Written request
Starting at the line that contains "point per instance: wooden", transcribe every remaining line of the entries exactly, including the last one.

Data supplied

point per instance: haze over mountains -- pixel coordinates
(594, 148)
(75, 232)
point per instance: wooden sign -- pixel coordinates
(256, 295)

Finished task
point per instance: wooden sign -- pixel coordinates
(256, 295)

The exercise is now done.